Segment Start: Records

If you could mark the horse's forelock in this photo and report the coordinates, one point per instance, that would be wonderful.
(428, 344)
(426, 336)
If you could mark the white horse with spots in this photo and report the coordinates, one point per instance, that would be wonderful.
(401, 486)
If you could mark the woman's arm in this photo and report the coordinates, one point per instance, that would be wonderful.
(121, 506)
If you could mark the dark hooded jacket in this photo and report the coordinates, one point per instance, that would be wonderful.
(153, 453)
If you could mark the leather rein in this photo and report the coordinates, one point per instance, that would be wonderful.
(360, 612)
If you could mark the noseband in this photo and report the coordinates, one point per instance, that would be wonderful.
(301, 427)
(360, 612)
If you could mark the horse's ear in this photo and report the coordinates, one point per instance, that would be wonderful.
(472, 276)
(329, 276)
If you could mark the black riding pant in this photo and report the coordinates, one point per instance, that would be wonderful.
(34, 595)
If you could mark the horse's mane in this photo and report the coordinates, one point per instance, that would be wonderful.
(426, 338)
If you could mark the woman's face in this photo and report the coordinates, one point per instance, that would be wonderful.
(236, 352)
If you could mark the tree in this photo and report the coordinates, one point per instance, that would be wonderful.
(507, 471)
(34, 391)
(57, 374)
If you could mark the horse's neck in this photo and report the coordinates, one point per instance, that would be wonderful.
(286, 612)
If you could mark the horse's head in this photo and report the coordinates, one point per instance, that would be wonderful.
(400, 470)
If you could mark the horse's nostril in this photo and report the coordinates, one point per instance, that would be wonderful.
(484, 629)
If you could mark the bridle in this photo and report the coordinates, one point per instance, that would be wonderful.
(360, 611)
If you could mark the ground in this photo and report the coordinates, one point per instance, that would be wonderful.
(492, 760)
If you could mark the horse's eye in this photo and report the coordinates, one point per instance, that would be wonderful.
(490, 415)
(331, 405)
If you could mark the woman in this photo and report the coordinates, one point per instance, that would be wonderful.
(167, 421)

Segment End: Records

#### What needs to be done:
Your answer must contain every line of the records, exactly.

#### Written reply:
If you could mark the horse's forelock in this photo and report the coordinates, one point per instance, that would be wonderful.
(428, 344)
(426, 336)
If you could mark the white horse with spots in this photo and report the coordinates, one point per instance, that would be wonderful.
(401, 486)
If you could mark the woman's arm in this photo and report the coordinates, one point per instance, that would be wonderful.
(121, 506)
If you could mark the dark hooded jacket in this photo and report the coordinates, one point per instance, that would be wonderful.
(153, 453)
If you could mark the leather rein in this photo and report the coordinates, one point per instance, that would be wonderful.
(360, 612)
If you could mark the noseband in this photo and report the coordinates, one point per instance, that would be wonderful.
(301, 427)
(360, 612)
If you could mark the horse's ear in this photo and report the coordinates, one point per instance, that would be wonderful.
(472, 276)
(329, 276)
If you could mark the black riding pant in this photo and report the coordinates, one point per instance, that would be wonderful.
(34, 595)
If you could mark the horse's mane in this photo and report the coordinates, one point per instance, that would be wonderful.
(426, 338)
If you could mark the woman's face in this photo and report the coordinates, one point per instance, that would be wonderful.
(236, 352)
If you could mark the tree in this photo and report the coordinates, one point per instance, that would be wonderful.
(507, 471)
(34, 391)
(57, 374)
If you could mark the horse's neck in this photo and report the coordinates, one point per instance, that would be wonderful.
(286, 612)
If you could mark the horse's head in this photo and report the coordinates, one point per instance, that would be wonderful.
(400, 470)
If you could mark the horse's nostril in this photo and report the coordinates, one point per instance, that would be wonderful.
(484, 629)
If you could mark the bridle in this photo and report the coordinates, one point per instance, that would be wonderful.
(360, 611)
If you could mark the ground in this photo and report the coordinates, one point per instance, that would be wonderful.
(492, 760)
If you could mark the horse's eye in this photo and report the coordinates, one point per instance, that would be wonderful.
(490, 415)
(331, 405)
If you could mark the woman in this photo and report the coordinates, one point per instance, that would be wonderful.
(167, 421)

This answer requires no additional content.